Written request —
Convert every line of the listing into a JSON list of strings, one string per line, leaving out blank lines and the pictures.

Record extracts —
_ _ _

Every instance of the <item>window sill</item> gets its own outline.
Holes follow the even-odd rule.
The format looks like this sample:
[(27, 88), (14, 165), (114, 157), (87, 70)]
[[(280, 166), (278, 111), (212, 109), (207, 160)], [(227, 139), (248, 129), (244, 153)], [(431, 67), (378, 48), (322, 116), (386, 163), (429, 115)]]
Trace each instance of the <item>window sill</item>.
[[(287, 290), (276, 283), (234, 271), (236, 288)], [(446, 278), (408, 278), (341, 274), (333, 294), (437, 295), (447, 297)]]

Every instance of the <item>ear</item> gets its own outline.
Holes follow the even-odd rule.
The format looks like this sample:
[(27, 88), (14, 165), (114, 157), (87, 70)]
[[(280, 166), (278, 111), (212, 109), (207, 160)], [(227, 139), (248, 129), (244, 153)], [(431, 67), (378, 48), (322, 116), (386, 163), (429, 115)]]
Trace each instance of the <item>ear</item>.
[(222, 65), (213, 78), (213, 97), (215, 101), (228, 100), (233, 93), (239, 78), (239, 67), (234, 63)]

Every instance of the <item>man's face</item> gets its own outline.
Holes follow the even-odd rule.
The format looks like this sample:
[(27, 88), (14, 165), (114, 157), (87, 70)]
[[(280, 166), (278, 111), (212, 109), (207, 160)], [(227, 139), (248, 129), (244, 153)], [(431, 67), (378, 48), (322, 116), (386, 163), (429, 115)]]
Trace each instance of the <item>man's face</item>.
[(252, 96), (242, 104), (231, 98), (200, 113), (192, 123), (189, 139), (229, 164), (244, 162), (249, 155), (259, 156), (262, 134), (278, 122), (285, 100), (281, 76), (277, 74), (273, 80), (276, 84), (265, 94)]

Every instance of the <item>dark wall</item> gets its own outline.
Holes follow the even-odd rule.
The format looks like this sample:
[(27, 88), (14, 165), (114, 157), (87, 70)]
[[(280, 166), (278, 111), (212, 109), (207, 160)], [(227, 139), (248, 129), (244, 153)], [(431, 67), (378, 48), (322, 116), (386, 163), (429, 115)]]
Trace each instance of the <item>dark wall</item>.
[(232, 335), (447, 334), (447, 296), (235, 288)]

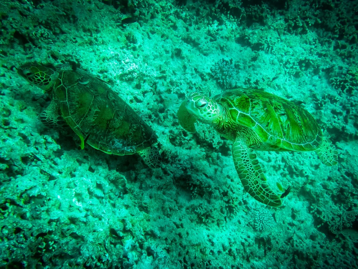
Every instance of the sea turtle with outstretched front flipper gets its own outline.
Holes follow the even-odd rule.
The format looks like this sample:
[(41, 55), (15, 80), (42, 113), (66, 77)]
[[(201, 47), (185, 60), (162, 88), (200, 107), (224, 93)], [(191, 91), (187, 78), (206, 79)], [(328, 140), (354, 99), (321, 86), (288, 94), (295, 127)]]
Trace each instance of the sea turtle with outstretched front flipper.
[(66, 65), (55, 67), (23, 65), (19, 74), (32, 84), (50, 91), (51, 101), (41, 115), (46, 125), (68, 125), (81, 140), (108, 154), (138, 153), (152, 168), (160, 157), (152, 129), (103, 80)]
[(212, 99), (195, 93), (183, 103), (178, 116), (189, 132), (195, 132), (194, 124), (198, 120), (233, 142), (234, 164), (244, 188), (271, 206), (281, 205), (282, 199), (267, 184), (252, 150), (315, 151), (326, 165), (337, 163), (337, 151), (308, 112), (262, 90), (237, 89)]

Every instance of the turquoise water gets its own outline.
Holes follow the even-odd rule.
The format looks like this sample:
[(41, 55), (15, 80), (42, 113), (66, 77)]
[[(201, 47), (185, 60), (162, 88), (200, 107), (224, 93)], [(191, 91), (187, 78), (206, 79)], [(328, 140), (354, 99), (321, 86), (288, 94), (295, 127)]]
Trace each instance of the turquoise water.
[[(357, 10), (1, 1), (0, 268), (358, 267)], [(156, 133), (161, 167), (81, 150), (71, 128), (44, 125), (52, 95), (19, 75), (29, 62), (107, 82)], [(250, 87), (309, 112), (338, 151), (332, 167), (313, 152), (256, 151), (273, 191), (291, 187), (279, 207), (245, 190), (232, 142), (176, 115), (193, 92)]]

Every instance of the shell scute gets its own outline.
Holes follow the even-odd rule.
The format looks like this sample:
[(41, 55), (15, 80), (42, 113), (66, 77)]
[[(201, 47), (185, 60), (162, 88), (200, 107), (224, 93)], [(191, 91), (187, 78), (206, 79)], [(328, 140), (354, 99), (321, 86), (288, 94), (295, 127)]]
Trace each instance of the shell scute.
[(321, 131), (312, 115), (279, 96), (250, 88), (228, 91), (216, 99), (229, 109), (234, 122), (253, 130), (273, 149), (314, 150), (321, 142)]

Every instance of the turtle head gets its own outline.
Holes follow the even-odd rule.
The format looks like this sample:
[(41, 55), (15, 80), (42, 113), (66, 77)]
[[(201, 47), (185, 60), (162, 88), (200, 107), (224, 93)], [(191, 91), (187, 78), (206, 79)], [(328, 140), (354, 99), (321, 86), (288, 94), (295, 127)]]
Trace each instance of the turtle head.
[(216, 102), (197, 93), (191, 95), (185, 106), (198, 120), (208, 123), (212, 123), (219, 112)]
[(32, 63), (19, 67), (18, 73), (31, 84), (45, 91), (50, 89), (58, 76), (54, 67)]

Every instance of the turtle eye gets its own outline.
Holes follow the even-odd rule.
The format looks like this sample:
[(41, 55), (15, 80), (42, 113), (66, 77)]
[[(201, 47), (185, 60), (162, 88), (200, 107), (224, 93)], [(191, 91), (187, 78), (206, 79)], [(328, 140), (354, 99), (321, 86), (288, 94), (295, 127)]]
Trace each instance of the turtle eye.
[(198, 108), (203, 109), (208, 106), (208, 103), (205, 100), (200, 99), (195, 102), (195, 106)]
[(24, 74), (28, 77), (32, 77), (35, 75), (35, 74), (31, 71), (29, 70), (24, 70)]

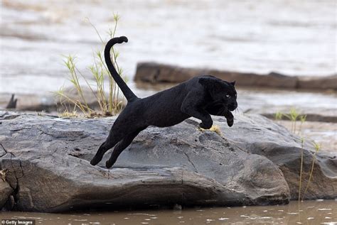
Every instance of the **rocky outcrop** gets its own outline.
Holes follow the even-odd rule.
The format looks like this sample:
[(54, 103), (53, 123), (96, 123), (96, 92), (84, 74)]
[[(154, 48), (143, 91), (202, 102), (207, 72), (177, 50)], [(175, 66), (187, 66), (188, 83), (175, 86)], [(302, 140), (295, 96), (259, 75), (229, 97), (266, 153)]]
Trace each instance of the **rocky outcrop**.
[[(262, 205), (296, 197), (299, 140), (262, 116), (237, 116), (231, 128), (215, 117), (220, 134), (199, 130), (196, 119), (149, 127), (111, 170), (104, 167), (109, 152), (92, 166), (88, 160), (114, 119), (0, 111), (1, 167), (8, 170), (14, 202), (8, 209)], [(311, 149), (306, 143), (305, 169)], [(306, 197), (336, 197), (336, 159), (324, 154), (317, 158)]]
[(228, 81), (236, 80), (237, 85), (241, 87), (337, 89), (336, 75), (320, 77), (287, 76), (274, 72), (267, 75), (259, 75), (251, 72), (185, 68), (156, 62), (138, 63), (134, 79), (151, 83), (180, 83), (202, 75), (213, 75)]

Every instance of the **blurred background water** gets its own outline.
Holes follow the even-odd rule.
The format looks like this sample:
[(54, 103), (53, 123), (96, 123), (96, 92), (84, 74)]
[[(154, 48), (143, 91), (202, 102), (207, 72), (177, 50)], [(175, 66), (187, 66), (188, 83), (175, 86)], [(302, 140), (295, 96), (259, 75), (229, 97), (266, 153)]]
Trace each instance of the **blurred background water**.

_ _ _

Finished task —
[
  "Every instance of the <item>window sill</item> gets its own outline.",
  "Holes follow the even-odd rule.",
  "The format looks like this sample:",
  "[(27, 88), (14, 165), (114, 157), (87, 70)]",
  "[[(280, 166), (278, 111), (212, 109), (207, 160)], [(227, 139), (248, 129), (244, 153)], [(431, 67), (378, 48), (322, 116), (386, 163), (429, 115)]]",
  "Trace each instance of the <item>window sill</item>.",
  "[[(287, 290), (276, 283), (234, 271), (236, 288)], [(446, 278), (408, 278), (341, 274), (333, 294), (437, 295), (447, 297)]]",
  "Every instance of the <item>ear</item> gets its own outline.",
  "Holes follow the even-odd rule.",
  "The format looks like this sample:",
  "[(27, 88), (14, 165), (114, 157), (87, 70)]",
  "[[(280, 166), (278, 111), (212, 109), (207, 160)], [(227, 139), (248, 129), (244, 153)], [(431, 67), (378, 48), (322, 116), (386, 163), (429, 115)]]",
  "Trace each instance of the <item>ear</item>.",
  "[(222, 65), (213, 78), (213, 97), (215, 101), (228, 100), (233, 93), (239, 78), (239, 67), (234, 63)]",
  "Every instance of the <item>man's face</item> gets its own outline.",
  "Holes follow the even-odd rule.",
  "The format looks like this sample:",
  "[(27, 88), (14, 165), (114, 157), (87, 70)]",
  "[[(280, 166), (278, 111), (212, 109), (207, 160)], [(227, 139), (248, 129), (244, 153)], [(431, 67), (378, 48), (322, 116), (386, 163), (429, 115)]]",
  "Trace each instance of the <item>man's face</item>.",
  "[(252, 96), (242, 104), (231, 98), (200, 113), (192, 123), (189, 139), (229, 164), (244, 162), (249, 155), (259, 156), (262, 134), (278, 122), (285, 100), (281, 76), (277, 74), (273, 80), (276, 84), (265, 94)]",
  "Every instance of the <item>dark wall</item> gets its own outline.",
  "Holes follow the even-odd rule.",
  "The format looks like this sample:",
  "[(27, 88), (14, 165), (114, 157), (87, 70)]",
  "[[(280, 166), (278, 111), (212, 109), (207, 160)], [(227, 139), (248, 129), (244, 153)], [(431, 67), (378, 48), (322, 116), (386, 163), (429, 115)]]",
  "Trace each instance of the <item>dark wall</item>.",
  "[(232, 335), (447, 334), (447, 296), (235, 288)]",
  "Every instance of the sea turtle with outstretched front flipper gets its own outline.",
  "Holes follow the even-odd rule.",
  "The format looks like this sample:",
  "[(41, 55), (15, 80), (42, 113), (66, 77)]",
  "[[(201, 47), (185, 60), (162, 88), (200, 107), (224, 93)], [(191, 91), (187, 78), (206, 79)], [(328, 140), (354, 99), (321, 86), (288, 94), (295, 127)]]",
  "Trace each instance of the sea turtle with outstretched front flipper.",
  "[(66, 65), (55, 67), (23, 65), (19, 74), (32, 84), (50, 91), (51, 101), (41, 115), (46, 125), (68, 125), (81, 140), (108, 154), (138, 153), (152, 168), (160, 157), (152, 129), (103, 80)]",
  "[(212, 99), (195, 93), (183, 103), (178, 116), (189, 132), (195, 132), (194, 124), (198, 120), (233, 142), (234, 164), (244, 188), (271, 206), (281, 205), (282, 199), (267, 184), (252, 150), (315, 151), (326, 165), (337, 163), (337, 151), (308, 112), (262, 90), (237, 89)]",
  "Every instance of the turquoise water gets its own outline.",
  "Holes follow the even-odd rule.",
  "The format looks like this sample:",
  "[(41, 55), (15, 80), (42, 113), (66, 77)]",
  "[[(201, 47), (185, 60), (162, 88), (200, 107), (224, 93)], [(191, 91), (187, 78), (206, 79)], [(328, 140), (354, 99), (321, 86), (288, 94), (295, 127)]]",
  "Trace each instance of the turquoise water.",
  "[[(357, 10), (1, 1), (0, 268), (358, 267)], [(156, 133), (161, 167), (81, 150), (71, 128), (44, 125), (52, 95), (19, 75), (29, 62), (107, 82)], [(250, 87), (309, 112), (338, 151), (332, 167), (313, 152), (256, 151), (273, 191), (291, 187), (279, 207), (245, 190), (232, 142), (176, 115), (193, 92)]]",
  "Every instance of the shell scute gets its own outline.",
  "Holes follow the even-odd rule.",
  "The format looks like this sample:",
  "[(41, 55), (15, 80), (42, 113), (66, 77)]",
  "[[(201, 47), (185, 60), (162, 88), (200, 107), (224, 93)], [(191, 91), (187, 78), (206, 79)], [(328, 140), (354, 99), (321, 86), (288, 94), (295, 127)]]",
  "Trace each instance of the shell scute.",
  "[(321, 131), (312, 115), (279, 96), (250, 88), (228, 91), (216, 99), (229, 109), (234, 122), (253, 130), (273, 149), (314, 150), (321, 142)]",
  "Every instance of the turtle head gets its own outline.",
  "Holes follow the even-odd rule.",
  "The format looks like this sample:",
  "[(41, 55), (15, 80), (42, 113), (66, 77)]",
  "[[(201, 47), (185, 60), (162, 88), (200, 107), (224, 93)], [(191, 91), (187, 78), (206, 79)], [(328, 140), (354, 99), (321, 86), (288, 94), (295, 127)]]",
  "Trace each instance of the turtle head.",
  "[(216, 102), (197, 93), (191, 95), (185, 106), (198, 120), (208, 123), (212, 123), (219, 112)]",
  "[(32, 63), (19, 67), (18, 73), (31, 84), (45, 91), (50, 89), (58, 76), (54, 67)]",
  "Every instance of the turtle eye gets its own outline.",
  "Holes follow the even-odd rule.",
  "The format looks like this sample:",
  "[(41, 55), (15, 80), (42, 113), (66, 77)]",
  "[[(201, 47), (185, 60), (162, 88), (200, 107), (224, 93)], [(191, 91), (187, 78), (206, 79)], [(328, 140), (354, 99), (321, 86), (288, 94), (295, 127)]]",
  "Trace each instance of the turtle eye.",
  "[(198, 108), (203, 109), (208, 106), (208, 103), (205, 100), (200, 99), (195, 102), (195, 106)]",
  "[(24, 74), (28, 77), (32, 77), (35, 75), (35, 74), (31, 71), (29, 70), (24, 70)]",
  "Every instance of the **rocky outcrop** gets its own outline.",
  "Holes follow the even-odd rule.",
  "The format looks like this sample:",
  "[(54, 103), (53, 123), (96, 123), (96, 92), (84, 74)]",
  "[[(154, 48), (143, 91), (202, 102), (207, 72), (177, 50)], [(175, 66), (187, 66), (188, 83), (175, 86)], [(302, 140), (295, 96), (259, 75), (229, 97), (266, 153)]]",
  "Trace each instance of the **rocky outcrop**.",
  "[[(262, 205), (296, 197), (299, 140), (262, 116), (237, 116), (231, 128), (215, 117), (220, 134), (199, 130), (196, 119), (149, 127), (111, 170), (104, 167), (109, 152), (92, 166), (88, 160), (114, 119), (0, 111), (1, 167), (8, 170), (14, 202), (8, 209)], [(311, 149), (306, 143), (305, 169)], [(306, 197), (336, 197), (336, 159), (324, 154), (317, 158)]]",
  "[(228, 81), (236, 80), (237, 85), (241, 87), (337, 89), (336, 75), (320, 77), (287, 76), (274, 72), (267, 75), (259, 75), (251, 72), (185, 68), (156, 62), (138, 63), (134, 79), (151, 83), (180, 83), (202, 75), (213, 75)]",
  "Every instance of the **blurred background water** gets its own outline.",
  "Holes follow the even-odd rule.",
  "The format looks like this sample:",
  "[(54, 103), (53, 123), (96, 123), (96, 92), (84, 74)]",
  "[[(154, 48), (143, 91), (202, 102), (207, 72), (177, 50)], [(175, 66), (187, 66), (188, 83), (175, 86)], [(302, 140), (295, 96), (259, 75), (229, 97), (266, 153)]]",
  "Trace each instance of the **blurred background water**."
]